Chapter 1.6 Piecewise Functions
The functions we examined so far are defined by a single formula. However, it is not always possible to do this. In this section, we will study piecewise functions and how decomposition can help us better understand them.
Decomposing Domains
To begin, we define what is a piecewise function.
Piecewise Defined Function
A piecewise defined function, \(f\colon \mathbb R\to \mathbb R\), is a function that is defined by more than one formula.
The different formulas are valid on different intervals.
In other words, it is a function that can be decomposed into different functions on the specified intervals. Therefore, understanding how a piecewise function’s domain is decomposed is crucial to understand its behavior.
In this example, pay attention on how we evaluate the piecewise function.
Example 1
Define \[f(x) = \begin{cases}x^2 &\text{if }x < -2\\x &\text{if }0<x < 2\\2x+1 &\text{if }x > 4.\end{cases}\] Evaluate \(f\) at \(x = -3\), \(x = 1\), and \(x = 7\).
The value \(x=-3\) satisfies \(x<-2\). Use the first formula to calculate \(f(-3)\): \[f(-3)=(-3)^3=9.\]
The value \(x=1\) satisfies \(0<x<2\). Use the second formula to calculate \(f(1)\): \[f(1)=1.\]
The value \(x=7\) satisfies \(x>7\). Use the third formula to calculate \(f(7)\): \[f(7)=2\cdot(7)+1=15.\]
The pervious example is actually not the first time we have seen a piecewise function. In fact, we have seen some functions before that are piecewise functions.

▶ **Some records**
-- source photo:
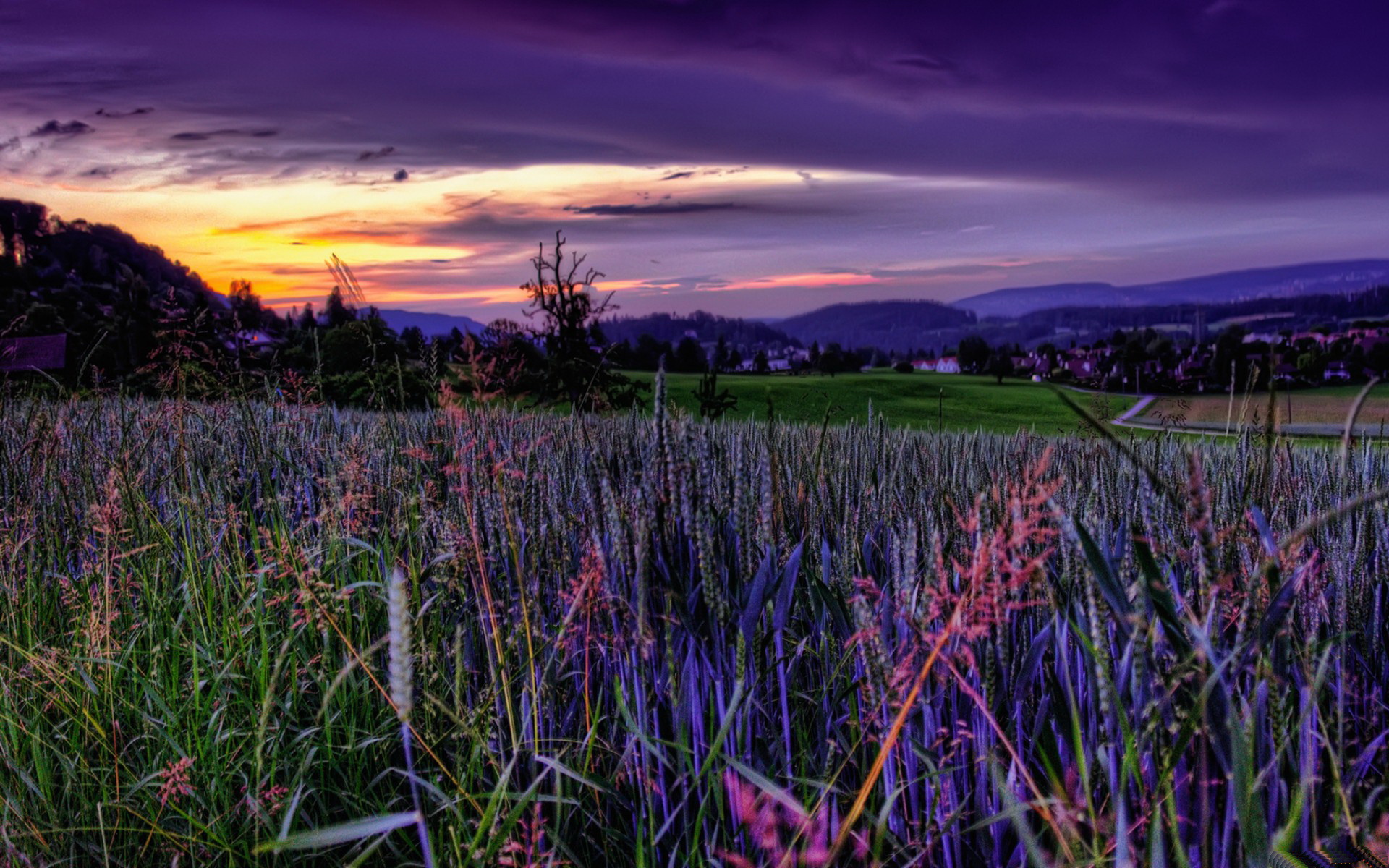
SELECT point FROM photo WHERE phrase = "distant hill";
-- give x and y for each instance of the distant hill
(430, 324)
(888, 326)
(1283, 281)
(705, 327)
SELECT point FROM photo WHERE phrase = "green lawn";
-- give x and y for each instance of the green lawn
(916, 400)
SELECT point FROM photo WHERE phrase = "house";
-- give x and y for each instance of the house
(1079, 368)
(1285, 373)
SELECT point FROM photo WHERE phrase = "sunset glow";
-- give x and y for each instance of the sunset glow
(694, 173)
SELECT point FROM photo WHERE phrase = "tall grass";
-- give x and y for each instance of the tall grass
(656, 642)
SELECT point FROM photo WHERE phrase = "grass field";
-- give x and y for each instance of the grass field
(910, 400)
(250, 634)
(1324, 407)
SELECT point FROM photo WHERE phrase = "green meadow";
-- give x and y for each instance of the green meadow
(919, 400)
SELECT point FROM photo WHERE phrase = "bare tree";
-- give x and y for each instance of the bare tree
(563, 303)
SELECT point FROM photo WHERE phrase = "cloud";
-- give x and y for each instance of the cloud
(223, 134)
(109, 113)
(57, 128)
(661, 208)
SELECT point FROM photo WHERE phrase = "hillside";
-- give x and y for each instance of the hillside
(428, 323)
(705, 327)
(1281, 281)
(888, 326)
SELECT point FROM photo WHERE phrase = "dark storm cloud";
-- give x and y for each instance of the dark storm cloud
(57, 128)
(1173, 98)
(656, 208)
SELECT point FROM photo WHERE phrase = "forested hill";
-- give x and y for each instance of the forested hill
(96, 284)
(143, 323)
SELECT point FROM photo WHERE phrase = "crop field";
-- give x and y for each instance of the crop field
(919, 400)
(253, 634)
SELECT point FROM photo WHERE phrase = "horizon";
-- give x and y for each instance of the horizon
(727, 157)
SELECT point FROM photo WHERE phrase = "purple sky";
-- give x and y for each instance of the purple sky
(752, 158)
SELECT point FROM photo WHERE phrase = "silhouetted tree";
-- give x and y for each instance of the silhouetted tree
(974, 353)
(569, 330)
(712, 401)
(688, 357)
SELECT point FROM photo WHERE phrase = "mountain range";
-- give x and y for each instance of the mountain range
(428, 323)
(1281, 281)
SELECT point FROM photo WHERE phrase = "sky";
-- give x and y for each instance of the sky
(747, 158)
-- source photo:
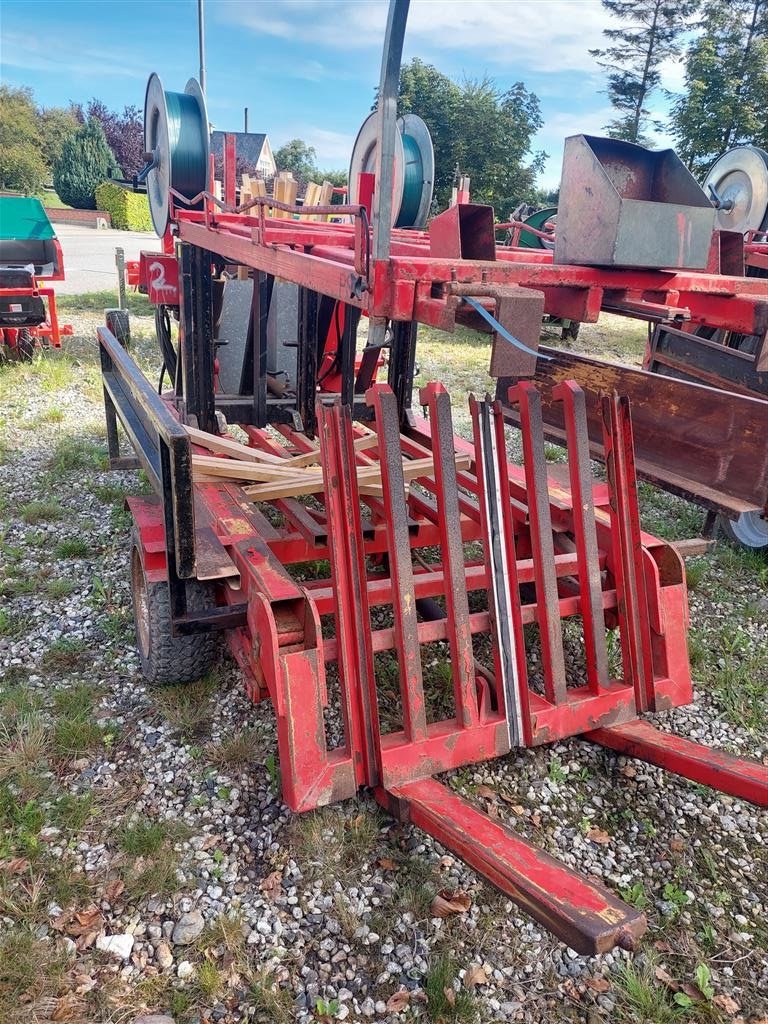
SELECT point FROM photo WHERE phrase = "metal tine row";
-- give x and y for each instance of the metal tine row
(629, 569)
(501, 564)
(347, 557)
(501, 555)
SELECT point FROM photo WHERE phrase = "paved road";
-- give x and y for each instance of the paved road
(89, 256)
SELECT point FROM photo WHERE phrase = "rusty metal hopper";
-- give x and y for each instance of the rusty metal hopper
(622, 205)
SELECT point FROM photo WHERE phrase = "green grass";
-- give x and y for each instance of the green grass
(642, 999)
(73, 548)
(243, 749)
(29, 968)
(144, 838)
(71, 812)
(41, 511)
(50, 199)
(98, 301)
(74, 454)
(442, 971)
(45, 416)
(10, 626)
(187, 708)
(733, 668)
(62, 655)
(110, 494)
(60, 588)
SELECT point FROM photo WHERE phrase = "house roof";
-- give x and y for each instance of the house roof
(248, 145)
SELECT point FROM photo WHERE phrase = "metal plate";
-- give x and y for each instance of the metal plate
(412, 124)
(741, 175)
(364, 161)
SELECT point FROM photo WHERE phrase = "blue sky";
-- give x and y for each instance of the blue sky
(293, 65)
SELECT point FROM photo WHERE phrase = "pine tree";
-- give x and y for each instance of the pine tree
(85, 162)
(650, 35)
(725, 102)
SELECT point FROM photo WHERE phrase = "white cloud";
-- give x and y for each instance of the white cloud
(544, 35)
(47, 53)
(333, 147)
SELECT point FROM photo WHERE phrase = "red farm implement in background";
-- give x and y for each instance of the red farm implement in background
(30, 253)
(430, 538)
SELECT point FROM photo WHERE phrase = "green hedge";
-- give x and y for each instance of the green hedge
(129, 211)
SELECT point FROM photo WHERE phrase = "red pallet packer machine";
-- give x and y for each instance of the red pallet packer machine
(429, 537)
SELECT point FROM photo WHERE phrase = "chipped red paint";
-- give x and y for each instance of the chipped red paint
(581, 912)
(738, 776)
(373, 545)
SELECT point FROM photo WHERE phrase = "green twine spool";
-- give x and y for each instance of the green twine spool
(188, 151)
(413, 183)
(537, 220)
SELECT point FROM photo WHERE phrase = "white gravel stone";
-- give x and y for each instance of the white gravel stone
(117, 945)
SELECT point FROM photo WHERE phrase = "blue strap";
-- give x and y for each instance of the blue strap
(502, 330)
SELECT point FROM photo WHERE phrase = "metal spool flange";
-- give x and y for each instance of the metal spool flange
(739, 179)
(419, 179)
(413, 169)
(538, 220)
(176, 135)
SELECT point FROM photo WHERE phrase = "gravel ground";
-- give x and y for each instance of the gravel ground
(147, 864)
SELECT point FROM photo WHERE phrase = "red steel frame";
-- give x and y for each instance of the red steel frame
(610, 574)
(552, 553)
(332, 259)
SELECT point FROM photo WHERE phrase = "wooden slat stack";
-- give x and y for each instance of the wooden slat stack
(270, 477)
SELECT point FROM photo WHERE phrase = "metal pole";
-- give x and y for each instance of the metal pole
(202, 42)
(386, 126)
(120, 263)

▶ **Your tasks**
a) In the piecewise functions section, rewrite the paragraph beginning "The functions we examined so far" more briefly, keeping its main facts.
b) Continue the piecewise functions section from its last sentence.

▶ **Final answers**
a) Until now, every function has been given by one formula, which is not always possible. This section covers piecewise functions and how decomposing them makes them easier to understand.

b)
Example 2
Take \(f\) to be given by \[f(x) = \begin{cases}-x&\text{if }x < 0\\x&\text{if }x \ge 0.\end{cases}\] Evaluate \(f(-3)\), \(f(-1)\), \(f(2)\), \(f(10)\). Have you seen this function before?
The value \(x=-3\) satisfies \(x<0\). Use the first formula to calculate \(f(-3)\): \[f(-3)=-(-3)=3.\]
The value \(x=-1\) satisfies \(x<0\). Use the first formula to calculate \(f(-1)\): \[f(-1)=-(-1)=1.\]
The value \(x=2\) satisfies \(x\geq 0\). Use the second formula to calculate \(f(2)\): \[f(2)=(2)=2.\]
The value \(x=10\) satisfies \(x\geq 0\). Use the second formula to calculate \(f(10)\): \[f(10)=(10)=10.\]
This is the absolute value function. \(|-3|=3\), \(|-1|=1\), \(|2|=2\), \(|10|=10\).
In order to work with more complicated functions, we need to understand how to decompose a function’s domain. We are going to build a language that will allow us to do this.
We start with a partition.
Partition
A partition of a non-empty set \(X\) is a collection of non-empty disjoint subsets of \(X\) whose union is \(X\).
Partitions decompose sets into smaller sets.
Note: A set \(X\) has many partitions. Here is an example.
Example 3
Find a partition of the set \((-7, 12]\) that contains three sets.
A partition must be a collection of disjoint sets and the union of all three sets must be the interval \((-7,12).\)
One Partition is \(\{(-7,2),[2,10),[10,12]\}.\)
Another Partition is \(\{(-7,0),[0,5),[5,7]\}.\)
Partitions and piecewise functions are connected in the following way.
Presentation and Partiton for Function
A presentation of a function is its explicit description with respect to a partition of its domain into intervals.
The collection of intervals given by a particular presentation of a function \(f\) is said to be a partition for \(f\).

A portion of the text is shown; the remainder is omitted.